╭─ EXTRACTED RECORDS

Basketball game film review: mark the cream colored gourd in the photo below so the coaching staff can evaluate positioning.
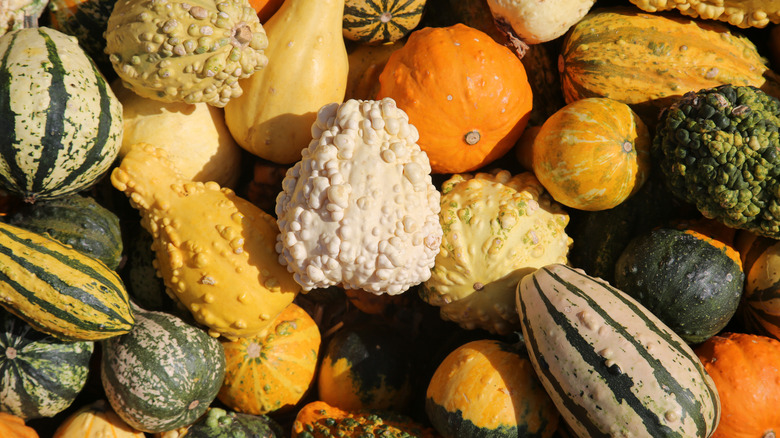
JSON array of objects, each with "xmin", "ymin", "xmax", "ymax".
[
  {"xmin": 111, "ymin": 144, "xmax": 301, "ymax": 339},
  {"xmin": 225, "ymin": 0, "xmax": 349, "ymax": 164}
]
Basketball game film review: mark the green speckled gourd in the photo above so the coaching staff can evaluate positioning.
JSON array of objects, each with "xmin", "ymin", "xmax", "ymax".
[
  {"xmin": 7, "ymin": 194, "xmax": 122, "ymax": 269},
  {"xmin": 105, "ymin": 0, "xmax": 268, "ymax": 107},
  {"xmin": 420, "ymin": 170, "xmax": 572, "ymax": 334}
]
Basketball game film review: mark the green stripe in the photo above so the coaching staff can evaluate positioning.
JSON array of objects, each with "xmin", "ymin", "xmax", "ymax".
[{"xmin": 32, "ymin": 29, "xmax": 71, "ymax": 196}]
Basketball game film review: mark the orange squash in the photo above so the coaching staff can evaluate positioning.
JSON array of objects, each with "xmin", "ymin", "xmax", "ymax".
[
  {"xmin": 694, "ymin": 333, "xmax": 780, "ymax": 438},
  {"xmin": 378, "ymin": 23, "xmax": 533, "ymax": 173},
  {"xmin": 0, "ymin": 412, "xmax": 38, "ymax": 438},
  {"xmin": 530, "ymin": 98, "xmax": 652, "ymax": 211},
  {"xmin": 217, "ymin": 303, "xmax": 321, "ymax": 415}
]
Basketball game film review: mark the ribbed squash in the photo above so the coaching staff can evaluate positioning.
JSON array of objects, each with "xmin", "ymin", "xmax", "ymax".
[
  {"xmin": 0, "ymin": 222, "xmax": 135, "ymax": 340},
  {"xmin": 531, "ymin": 98, "xmax": 652, "ymax": 211},
  {"xmin": 558, "ymin": 7, "xmax": 780, "ymax": 123},
  {"xmin": 217, "ymin": 303, "xmax": 320, "ymax": 415},
  {"xmin": 53, "ymin": 400, "xmax": 146, "ymax": 438},
  {"xmin": 425, "ymin": 339, "xmax": 559, "ymax": 438},
  {"xmin": 342, "ymin": 0, "xmax": 426, "ymax": 44},
  {"xmin": 0, "ymin": 309, "xmax": 94, "ymax": 420}
]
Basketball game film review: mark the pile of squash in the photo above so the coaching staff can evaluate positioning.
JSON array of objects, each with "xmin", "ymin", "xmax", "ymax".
[{"xmin": 0, "ymin": 0, "xmax": 780, "ymax": 438}]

╰─

GOAL:
Please copy word for word every line from the one containing "Basketball game film review: mark the pile" through the end of the material.

EXERCISE SOLUTION:
Basketball game film review: mark the pile of squash in the photo above so the coaching staff can evaluate positioning.
JSON array of objects, each with "xmin", "ymin", "xmax", "ymax".
[{"xmin": 0, "ymin": 0, "xmax": 780, "ymax": 438}]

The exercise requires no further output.